Expansion into Europe is not so Easy
Hans is a member of The Motley Fool Blog Network -- entries represent the personal opinion of the blogger and are not formally edited.
Investment hypotheses for companies frequently include a theory that international expansion will ensure significant growth for years to come. That rationale often ignores consumer behavior outside the USA. The truth is that the actions and priorities of the US consumer are different from those of the rest of the world.
Below I highlight two high-octane companies that will, at some point, need to replicate their domestic success internationally to keep up with their valuation. Unfortunately, I don't think that will ever happen for either of these businesses.
Whole Foods Market (NASDAQ: WFM):
Whole Foods very smartly tapped into a under-served market demand from a small but affluent portion of the population that is too busy with life and work to travel all over the place to buy fresh food and organic produce. This same demographic has become increasingly aware of the risks associated with, amongst others, obesity and diabetes, and how their bodies benefit from healthy diets and regular exercise. These are macro economic trends that are here to stay. Whole Foods growth in the US and Canada is not a done deal. There are hundreds of stores that they will open up over the next years, and they are considering expanding their reach via smaller stores to get closer to neighborhoods, effectively entering The Fresh Market’s (NASDAQ: TFM) territory.
Whole Foods will not replicate its domestic success globally. The most logical place for Whole Foods to first expand is in Western Europe. They opened their first store there in 2007 in Kensington, London. They added 4 smaller stores in London, one in trendy Cheltenham and one in Glasgow. You know where else they expanded in Europe? Nowhere. Anywhere else in the world? Nope. 7 stores opened up internationally over the past 5 years in 1 country. That is it. If they cannot make the UK work, they are not going to make it in any other country outside the US and Canada.
Why is that? Whole Foods' business model is focused on bringing fresh produce from the country into especially large metropolitan areas. That works well in the US, where there are over 265 cities with a population of 100,000 or more. In the United Kingdom that number dwindles to 75. In Germany it's 85, and in Italy it's 47. That is a problem, but not that big of a deal. Store size can be adjusted to the size of the market.
What is more important is people’s behavior:
- In every village, town, and city, there are farmer markets every day. Produce is fresher than at Whole Foods, and much cheaper.
- For many people, going to these farmer markets is a habit. Most people also have their local butcher, their local baker, they may even know a farmer 15 minutes away just outside of town from whom they get their fresh eggs.

——

§ Exercise requirements
a - In the article on Whole Foods' expansion, where and in what year did the company open its first store in Europe?
b - Please list every country for which the article on Whole Foods' expansion gives a number of cities with a population of 100,000 or more, along with that number.

——

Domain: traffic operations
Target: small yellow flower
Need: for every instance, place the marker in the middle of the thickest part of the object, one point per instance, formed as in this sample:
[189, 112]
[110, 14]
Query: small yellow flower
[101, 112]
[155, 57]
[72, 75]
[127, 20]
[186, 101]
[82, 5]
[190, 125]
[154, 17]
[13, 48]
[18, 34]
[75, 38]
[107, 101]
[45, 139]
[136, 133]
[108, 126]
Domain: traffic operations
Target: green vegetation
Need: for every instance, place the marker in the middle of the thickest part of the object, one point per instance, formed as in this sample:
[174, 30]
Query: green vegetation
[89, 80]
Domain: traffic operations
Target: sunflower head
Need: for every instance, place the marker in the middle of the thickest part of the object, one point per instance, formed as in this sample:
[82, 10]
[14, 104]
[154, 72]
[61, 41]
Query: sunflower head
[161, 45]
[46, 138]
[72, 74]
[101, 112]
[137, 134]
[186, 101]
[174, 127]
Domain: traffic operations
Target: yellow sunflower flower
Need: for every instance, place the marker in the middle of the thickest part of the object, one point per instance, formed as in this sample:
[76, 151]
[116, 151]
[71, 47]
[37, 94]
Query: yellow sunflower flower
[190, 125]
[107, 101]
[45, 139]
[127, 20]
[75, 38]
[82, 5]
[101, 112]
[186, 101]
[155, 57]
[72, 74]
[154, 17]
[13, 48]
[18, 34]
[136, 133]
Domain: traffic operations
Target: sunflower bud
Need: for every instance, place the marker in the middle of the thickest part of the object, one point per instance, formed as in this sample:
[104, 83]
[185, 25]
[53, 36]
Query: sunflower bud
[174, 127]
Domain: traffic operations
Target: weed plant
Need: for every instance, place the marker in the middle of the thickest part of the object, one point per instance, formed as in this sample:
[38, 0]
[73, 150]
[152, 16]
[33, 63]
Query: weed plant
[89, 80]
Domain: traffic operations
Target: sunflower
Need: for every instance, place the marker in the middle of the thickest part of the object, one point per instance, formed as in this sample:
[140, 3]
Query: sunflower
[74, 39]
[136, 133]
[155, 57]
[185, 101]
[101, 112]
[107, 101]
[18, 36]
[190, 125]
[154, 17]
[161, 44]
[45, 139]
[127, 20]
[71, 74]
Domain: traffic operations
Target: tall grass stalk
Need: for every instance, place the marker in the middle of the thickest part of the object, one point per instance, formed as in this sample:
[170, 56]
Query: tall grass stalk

——

§ Results by task
a - In Kensington, London, in 2007.

b -
- United States: over 265
- United Kingdom: 75
- Germany: 85
- Italy: 47